>>

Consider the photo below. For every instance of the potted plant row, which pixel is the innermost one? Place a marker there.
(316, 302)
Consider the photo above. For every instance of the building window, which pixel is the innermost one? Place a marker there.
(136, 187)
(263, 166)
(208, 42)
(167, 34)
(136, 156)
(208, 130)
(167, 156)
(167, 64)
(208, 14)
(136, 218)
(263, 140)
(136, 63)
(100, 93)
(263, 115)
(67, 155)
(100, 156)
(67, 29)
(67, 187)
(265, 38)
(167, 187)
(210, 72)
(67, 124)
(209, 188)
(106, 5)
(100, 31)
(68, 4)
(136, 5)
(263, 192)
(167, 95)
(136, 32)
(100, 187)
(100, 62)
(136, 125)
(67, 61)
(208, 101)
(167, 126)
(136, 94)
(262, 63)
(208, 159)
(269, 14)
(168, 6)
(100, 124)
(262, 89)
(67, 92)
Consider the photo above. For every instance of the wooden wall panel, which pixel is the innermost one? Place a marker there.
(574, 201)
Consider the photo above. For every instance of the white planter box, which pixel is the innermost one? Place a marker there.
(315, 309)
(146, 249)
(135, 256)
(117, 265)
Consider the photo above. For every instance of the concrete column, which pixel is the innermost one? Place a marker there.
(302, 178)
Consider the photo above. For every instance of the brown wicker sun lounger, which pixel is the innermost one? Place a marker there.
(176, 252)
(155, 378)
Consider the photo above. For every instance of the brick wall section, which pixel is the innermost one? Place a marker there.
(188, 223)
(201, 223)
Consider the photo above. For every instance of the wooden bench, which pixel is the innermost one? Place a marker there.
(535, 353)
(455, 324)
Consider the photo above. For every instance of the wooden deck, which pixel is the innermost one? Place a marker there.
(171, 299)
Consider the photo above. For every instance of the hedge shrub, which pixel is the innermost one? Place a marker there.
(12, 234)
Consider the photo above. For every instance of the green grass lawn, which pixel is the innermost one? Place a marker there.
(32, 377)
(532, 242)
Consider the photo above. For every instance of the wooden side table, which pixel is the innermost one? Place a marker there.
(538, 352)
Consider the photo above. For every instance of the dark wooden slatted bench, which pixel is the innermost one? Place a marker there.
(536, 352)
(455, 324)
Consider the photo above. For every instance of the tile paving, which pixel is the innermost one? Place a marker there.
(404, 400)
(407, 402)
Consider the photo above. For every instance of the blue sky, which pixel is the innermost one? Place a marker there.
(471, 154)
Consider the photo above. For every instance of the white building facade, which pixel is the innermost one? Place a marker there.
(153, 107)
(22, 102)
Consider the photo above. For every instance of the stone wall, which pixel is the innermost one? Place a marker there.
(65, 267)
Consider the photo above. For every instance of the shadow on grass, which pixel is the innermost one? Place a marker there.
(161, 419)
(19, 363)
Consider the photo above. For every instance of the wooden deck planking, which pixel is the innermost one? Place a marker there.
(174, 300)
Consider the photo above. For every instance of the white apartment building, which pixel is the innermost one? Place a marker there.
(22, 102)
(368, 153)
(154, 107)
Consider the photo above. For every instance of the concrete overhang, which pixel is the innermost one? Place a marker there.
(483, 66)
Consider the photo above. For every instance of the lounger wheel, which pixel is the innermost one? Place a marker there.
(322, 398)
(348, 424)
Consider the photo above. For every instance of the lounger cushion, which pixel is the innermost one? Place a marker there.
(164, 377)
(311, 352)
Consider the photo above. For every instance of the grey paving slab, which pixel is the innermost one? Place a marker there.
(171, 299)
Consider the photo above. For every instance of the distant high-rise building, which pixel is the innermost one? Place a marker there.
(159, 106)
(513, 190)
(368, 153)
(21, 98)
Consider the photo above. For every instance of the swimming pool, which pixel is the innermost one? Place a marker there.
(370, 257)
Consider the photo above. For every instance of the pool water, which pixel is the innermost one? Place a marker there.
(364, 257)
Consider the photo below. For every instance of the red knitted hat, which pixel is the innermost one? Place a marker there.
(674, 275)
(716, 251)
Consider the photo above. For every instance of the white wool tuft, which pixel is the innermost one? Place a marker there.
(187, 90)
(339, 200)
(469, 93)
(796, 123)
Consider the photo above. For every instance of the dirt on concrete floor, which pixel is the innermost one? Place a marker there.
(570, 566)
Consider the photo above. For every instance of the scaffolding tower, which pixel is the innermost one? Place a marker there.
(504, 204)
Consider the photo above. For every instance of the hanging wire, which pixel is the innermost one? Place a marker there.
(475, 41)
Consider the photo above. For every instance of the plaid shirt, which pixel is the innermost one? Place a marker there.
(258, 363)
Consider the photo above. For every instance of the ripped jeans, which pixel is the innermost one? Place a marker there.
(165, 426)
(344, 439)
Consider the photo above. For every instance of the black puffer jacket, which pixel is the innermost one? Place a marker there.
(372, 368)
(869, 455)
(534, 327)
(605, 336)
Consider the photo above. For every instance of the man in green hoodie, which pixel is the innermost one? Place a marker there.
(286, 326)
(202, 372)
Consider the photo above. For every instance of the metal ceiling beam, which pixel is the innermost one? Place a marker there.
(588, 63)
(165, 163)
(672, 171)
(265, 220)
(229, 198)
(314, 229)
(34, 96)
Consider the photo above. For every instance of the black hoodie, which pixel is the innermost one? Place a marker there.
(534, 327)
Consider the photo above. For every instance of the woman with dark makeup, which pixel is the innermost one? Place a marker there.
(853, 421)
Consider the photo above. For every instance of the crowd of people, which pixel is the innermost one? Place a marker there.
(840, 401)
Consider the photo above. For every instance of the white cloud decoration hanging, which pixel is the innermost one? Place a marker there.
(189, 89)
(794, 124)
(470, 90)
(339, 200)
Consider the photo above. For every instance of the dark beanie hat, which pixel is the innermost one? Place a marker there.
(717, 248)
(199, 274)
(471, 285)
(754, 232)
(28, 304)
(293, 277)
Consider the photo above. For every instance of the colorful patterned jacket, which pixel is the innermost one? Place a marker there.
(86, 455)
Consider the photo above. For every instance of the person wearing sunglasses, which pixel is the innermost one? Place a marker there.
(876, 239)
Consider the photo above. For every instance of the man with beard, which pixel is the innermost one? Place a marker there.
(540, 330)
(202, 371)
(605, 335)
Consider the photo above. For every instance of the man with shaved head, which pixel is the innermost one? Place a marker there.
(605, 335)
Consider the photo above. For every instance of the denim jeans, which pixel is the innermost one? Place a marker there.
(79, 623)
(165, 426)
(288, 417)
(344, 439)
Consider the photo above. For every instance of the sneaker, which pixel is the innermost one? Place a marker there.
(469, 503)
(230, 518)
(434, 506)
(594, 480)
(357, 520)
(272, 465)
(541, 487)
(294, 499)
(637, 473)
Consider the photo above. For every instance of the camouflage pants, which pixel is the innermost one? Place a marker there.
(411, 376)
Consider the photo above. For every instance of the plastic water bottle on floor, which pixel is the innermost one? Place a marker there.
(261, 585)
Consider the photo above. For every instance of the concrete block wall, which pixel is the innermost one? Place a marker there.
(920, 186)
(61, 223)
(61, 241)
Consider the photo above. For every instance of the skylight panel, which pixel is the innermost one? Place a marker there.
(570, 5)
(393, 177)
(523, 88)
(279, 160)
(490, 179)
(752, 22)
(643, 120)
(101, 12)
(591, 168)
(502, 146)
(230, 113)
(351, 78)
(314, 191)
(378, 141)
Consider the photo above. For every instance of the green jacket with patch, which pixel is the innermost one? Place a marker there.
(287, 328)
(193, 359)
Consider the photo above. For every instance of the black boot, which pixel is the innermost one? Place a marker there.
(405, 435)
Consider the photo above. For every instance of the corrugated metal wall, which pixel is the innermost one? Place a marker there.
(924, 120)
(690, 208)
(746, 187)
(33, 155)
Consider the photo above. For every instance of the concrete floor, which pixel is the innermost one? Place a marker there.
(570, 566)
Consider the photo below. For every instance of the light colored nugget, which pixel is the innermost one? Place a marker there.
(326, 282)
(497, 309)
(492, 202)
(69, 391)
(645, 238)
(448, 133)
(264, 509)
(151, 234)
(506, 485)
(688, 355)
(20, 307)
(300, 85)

<<

*EXERCISE PROMPT*
Reprint word for word the lines from the one containing "black boot, which" through the final line above.

*REPLY TO THE TASK*
Consider the photo above. For every instance of the black boot, which pixel is the innermost one? Place a marker there.
(405, 435)
Consider the photo above. For every instance of the corrugated metal wall, which pixel is the innermost one? Place a marker there.
(924, 120)
(690, 208)
(746, 187)
(33, 155)
Consider the photo above. For every instance of the concrete floor, which pixel is the innermost one? Place a marker there.
(570, 566)
Consider the photo below. For every instance of the light colored nugget, which pixel is the innermost one? Place a marker there.
(326, 282)
(497, 309)
(492, 202)
(69, 391)
(645, 238)
(448, 133)
(264, 509)
(151, 234)
(506, 485)
(688, 355)
(20, 307)
(300, 85)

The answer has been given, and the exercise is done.